_TASK BRIEF_
When you reach the line containing "213L143 214L146 211L144", begin copying exactly, and keep going through the last line of the records below, copying nothing before it.

_SUPPLIED DATA_
===============
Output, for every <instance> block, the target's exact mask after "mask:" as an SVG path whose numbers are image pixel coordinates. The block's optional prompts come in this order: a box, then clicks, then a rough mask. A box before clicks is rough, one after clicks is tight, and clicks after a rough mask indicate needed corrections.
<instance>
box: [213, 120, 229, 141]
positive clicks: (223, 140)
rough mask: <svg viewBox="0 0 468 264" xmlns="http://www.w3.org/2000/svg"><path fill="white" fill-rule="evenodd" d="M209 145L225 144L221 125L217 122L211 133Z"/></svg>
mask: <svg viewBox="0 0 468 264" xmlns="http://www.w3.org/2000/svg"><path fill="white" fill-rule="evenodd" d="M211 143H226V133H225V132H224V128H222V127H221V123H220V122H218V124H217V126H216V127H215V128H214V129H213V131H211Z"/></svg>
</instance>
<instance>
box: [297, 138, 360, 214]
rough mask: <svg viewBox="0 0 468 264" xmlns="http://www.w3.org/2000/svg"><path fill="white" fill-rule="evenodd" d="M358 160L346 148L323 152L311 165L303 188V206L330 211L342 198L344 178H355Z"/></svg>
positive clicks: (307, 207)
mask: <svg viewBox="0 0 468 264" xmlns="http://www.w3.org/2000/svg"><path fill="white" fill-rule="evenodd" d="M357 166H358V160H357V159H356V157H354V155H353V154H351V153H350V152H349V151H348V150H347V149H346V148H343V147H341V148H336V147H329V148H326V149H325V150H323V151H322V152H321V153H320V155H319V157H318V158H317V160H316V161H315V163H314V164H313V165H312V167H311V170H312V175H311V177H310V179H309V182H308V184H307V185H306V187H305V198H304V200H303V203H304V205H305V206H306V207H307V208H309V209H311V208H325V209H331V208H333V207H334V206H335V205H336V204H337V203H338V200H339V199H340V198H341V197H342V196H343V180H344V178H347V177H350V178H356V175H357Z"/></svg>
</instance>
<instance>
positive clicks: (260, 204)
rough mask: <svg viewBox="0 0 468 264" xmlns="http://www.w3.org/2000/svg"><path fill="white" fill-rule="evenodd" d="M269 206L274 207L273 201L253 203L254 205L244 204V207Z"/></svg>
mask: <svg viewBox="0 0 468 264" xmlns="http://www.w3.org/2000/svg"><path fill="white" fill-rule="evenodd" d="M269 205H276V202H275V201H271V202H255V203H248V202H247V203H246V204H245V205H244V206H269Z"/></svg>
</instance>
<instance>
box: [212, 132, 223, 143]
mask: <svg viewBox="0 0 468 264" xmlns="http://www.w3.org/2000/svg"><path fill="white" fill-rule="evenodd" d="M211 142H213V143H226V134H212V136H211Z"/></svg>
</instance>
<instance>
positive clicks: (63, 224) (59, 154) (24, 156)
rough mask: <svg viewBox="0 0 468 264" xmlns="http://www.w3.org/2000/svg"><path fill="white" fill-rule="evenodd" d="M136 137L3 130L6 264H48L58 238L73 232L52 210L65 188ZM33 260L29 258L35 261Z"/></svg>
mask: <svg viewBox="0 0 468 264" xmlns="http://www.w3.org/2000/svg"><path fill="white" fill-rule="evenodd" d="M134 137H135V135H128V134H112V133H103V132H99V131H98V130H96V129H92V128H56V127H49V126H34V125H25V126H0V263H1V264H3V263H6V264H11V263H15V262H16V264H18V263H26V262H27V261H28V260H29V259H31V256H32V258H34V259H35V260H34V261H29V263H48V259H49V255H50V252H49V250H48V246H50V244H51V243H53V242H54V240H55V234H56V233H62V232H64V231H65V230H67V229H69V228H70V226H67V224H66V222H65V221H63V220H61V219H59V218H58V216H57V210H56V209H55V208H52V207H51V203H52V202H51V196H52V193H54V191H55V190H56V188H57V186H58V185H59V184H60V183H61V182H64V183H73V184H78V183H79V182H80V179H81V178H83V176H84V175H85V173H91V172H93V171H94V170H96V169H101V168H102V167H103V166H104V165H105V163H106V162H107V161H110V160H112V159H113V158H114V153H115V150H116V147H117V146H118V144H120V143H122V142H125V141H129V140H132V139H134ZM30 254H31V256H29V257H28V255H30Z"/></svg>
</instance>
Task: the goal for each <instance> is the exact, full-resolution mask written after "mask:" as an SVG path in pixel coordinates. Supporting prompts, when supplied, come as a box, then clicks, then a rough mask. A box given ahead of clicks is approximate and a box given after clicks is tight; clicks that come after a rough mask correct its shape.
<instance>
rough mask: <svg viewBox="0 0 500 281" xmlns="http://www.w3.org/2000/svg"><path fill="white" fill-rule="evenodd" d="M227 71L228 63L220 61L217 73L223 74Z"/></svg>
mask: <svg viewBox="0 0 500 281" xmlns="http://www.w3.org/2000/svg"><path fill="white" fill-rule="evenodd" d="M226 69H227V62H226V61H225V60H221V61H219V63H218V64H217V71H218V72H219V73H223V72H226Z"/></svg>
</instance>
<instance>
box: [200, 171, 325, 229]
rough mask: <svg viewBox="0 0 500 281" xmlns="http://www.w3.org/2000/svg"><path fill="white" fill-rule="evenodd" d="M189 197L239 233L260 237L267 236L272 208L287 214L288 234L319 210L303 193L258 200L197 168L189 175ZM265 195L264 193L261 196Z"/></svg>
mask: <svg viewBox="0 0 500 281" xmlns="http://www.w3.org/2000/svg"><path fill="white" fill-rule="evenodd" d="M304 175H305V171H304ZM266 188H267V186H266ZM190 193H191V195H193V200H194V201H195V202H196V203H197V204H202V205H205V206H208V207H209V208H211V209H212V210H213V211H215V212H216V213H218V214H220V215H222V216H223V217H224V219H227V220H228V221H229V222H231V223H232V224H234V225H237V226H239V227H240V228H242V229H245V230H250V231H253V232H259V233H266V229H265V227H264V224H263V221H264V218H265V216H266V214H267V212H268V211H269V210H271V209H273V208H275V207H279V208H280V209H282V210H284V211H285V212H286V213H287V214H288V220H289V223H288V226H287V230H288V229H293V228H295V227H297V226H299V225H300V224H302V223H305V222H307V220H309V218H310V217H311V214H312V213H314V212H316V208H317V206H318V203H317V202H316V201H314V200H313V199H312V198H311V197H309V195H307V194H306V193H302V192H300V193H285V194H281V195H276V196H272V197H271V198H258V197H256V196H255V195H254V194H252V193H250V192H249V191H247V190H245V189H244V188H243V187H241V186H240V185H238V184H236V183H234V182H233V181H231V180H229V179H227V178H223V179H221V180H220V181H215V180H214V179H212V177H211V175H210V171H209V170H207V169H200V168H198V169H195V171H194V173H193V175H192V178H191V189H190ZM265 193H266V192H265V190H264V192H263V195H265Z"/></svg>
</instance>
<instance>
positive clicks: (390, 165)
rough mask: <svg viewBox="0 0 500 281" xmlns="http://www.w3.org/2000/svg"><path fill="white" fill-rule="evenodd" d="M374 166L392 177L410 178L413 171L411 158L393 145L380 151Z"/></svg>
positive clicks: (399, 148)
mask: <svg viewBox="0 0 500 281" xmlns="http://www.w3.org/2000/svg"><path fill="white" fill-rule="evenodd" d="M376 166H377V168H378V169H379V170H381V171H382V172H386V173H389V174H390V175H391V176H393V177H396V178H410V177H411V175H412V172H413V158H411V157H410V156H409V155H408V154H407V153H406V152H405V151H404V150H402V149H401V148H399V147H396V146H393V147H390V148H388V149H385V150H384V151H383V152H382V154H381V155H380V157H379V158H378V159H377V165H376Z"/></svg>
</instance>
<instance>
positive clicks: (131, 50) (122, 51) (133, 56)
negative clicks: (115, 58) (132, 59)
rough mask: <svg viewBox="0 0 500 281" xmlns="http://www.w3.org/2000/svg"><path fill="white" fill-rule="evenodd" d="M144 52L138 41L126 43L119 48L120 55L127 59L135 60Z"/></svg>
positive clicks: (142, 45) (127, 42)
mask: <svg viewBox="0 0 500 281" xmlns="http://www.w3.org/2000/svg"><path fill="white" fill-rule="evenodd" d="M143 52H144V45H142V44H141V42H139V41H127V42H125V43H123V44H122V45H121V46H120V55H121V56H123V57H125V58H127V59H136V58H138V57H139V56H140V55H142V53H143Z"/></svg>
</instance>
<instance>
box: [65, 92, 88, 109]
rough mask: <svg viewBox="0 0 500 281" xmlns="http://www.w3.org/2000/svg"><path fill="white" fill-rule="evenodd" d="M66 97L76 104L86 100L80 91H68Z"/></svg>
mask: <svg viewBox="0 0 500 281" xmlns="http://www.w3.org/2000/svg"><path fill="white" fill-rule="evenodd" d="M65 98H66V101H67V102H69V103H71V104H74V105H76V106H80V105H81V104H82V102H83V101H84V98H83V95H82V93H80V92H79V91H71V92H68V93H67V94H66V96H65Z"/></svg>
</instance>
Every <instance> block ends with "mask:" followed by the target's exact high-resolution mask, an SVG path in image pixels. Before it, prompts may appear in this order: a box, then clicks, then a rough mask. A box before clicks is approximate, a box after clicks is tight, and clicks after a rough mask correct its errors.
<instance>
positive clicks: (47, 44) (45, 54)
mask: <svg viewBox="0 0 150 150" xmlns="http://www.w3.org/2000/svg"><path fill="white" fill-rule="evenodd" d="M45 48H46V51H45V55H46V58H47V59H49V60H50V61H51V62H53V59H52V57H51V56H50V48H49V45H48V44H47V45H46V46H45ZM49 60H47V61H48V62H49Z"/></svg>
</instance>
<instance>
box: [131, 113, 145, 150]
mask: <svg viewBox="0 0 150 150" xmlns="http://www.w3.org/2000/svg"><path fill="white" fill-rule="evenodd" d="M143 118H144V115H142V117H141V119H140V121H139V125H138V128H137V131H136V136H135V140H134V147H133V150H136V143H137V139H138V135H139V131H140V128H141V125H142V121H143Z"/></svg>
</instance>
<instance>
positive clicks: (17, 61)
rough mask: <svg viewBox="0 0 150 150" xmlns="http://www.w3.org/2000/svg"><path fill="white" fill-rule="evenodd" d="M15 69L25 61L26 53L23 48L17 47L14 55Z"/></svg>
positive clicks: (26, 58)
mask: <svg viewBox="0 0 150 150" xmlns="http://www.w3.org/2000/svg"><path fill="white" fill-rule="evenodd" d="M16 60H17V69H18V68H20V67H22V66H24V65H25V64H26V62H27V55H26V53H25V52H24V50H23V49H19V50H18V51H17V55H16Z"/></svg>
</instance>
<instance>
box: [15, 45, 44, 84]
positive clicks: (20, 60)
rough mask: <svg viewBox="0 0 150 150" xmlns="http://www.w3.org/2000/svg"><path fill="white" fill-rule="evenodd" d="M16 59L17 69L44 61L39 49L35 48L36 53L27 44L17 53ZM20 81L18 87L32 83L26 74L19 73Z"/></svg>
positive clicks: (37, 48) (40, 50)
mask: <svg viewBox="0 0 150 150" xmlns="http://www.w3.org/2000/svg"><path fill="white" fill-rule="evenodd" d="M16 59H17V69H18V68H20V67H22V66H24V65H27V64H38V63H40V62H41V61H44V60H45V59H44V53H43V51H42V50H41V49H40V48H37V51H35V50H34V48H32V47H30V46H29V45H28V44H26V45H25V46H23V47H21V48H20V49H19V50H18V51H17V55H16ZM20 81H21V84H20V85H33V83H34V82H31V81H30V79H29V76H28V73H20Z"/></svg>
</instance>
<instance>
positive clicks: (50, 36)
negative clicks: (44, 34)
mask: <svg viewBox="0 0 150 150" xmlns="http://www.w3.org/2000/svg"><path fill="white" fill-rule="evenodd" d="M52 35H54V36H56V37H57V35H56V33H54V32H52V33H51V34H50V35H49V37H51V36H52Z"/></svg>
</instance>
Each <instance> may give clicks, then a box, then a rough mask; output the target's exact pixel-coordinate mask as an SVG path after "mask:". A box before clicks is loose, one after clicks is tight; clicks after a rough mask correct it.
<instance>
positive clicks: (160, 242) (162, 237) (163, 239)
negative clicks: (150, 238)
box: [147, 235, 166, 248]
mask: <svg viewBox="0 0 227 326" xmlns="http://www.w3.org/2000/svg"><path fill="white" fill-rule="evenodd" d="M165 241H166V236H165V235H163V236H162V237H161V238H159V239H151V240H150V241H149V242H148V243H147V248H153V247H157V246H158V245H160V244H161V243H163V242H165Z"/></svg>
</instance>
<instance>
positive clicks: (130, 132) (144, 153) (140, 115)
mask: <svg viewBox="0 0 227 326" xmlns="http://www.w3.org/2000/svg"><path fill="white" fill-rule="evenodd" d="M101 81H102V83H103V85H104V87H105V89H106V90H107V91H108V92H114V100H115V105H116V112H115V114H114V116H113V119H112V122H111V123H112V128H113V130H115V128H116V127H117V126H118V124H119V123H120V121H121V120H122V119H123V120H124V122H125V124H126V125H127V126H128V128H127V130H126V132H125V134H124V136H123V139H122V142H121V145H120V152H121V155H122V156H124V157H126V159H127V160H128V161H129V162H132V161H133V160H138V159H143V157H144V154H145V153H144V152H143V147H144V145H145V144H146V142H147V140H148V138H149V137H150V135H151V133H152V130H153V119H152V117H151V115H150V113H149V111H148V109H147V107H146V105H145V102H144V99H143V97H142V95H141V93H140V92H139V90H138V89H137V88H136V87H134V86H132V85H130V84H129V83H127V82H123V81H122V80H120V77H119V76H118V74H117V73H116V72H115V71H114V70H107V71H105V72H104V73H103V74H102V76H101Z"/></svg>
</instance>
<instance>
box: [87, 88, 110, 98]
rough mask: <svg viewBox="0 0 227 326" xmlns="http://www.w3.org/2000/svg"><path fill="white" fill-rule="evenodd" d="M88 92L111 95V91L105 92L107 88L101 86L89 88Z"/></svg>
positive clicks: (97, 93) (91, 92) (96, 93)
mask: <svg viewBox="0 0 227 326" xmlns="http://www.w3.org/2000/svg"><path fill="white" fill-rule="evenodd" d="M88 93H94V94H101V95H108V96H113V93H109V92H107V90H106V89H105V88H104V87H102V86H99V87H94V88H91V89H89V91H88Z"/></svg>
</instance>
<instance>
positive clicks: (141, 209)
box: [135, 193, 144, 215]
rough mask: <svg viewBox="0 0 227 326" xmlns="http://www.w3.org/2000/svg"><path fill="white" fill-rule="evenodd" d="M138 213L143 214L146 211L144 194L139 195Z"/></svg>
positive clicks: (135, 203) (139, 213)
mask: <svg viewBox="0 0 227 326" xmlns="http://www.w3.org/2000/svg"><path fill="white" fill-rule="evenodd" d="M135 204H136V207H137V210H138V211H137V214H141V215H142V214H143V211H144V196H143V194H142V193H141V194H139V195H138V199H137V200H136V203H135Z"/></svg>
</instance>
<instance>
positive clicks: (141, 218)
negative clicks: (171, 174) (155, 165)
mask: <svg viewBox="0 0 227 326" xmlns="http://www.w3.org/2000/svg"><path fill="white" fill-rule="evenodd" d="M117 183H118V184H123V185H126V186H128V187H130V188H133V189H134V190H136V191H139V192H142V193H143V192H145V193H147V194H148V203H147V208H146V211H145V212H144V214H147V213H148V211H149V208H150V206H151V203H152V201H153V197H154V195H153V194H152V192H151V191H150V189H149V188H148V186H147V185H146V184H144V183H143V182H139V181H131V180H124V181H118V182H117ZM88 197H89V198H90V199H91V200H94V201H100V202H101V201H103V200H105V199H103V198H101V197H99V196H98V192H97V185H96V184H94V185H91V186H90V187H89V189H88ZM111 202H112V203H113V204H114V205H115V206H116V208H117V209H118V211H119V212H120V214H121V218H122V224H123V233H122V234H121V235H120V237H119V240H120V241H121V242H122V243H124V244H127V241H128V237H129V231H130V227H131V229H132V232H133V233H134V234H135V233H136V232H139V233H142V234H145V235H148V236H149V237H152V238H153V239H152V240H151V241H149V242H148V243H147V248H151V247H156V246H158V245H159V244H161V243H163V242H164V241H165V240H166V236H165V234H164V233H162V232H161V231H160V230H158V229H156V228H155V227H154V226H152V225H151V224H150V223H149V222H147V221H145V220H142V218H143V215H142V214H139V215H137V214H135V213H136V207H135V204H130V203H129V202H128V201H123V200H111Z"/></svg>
===============
_RESULT_
rough mask: <svg viewBox="0 0 227 326" xmlns="http://www.w3.org/2000/svg"><path fill="white" fill-rule="evenodd" d="M138 213L143 214L146 211L144 194L139 195Z"/></svg>
positive clicks: (135, 203) (139, 213)
mask: <svg viewBox="0 0 227 326" xmlns="http://www.w3.org/2000/svg"><path fill="white" fill-rule="evenodd" d="M135 204H136V207H137V210H138V211H137V214H141V215H142V214H143V211H144V196H143V194H142V193H141V194H139V195H138V199H137V200H136V203H135Z"/></svg>
</instance>
<instance>
positive clicks: (141, 218)
negative clicks: (171, 174) (155, 165)
mask: <svg viewBox="0 0 227 326" xmlns="http://www.w3.org/2000/svg"><path fill="white" fill-rule="evenodd" d="M117 183H118V184H123V185H126V186H128V187H130V188H133V189H134V190H136V191H139V192H142V193H143V192H145V193H147V194H148V203H147V208H146V211H145V212H144V214H147V213H148V211H149V208H150V206H151V203H152V201H153V197H154V195H153V194H152V192H151V191H150V189H149V188H148V186H147V185H146V184H144V183H143V182H139V181H131V180H124V181H118V182H117ZM88 197H89V198H90V199H91V200H94V201H100V202H101V201H103V200H105V199H103V198H101V197H99V196H98V192H97V185H96V184H94V185H91V186H90V187H89V189H88ZM111 202H112V203H113V204H114V205H115V206H116V208H117V209H118V211H119V212H120V214H121V218H122V224H123V233H122V234H121V235H120V237H119V240H120V241H121V242H122V243H124V244H127V241H128V237H129V231H130V227H131V229H132V232H133V233H134V234H135V233H136V232H139V233H142V234H145V235H148V236H149V237H152V238H153V239H152V240H151V241H149V242H148V243H147V248H151V247H156V246H158V245H159V244H161V243H163V242H164V241H165V240H166V236H165V234H164V233H162V232H161V231H160V230H158V229H156V228H155V227H154V226H152V225H151V224H150V223H149V222H147V221H145V220H142V218H143V215H142V214H139V215H137V214H135V213H136V207H135V204H130V203H129V202H128V201H123V200H111Z"/></svg>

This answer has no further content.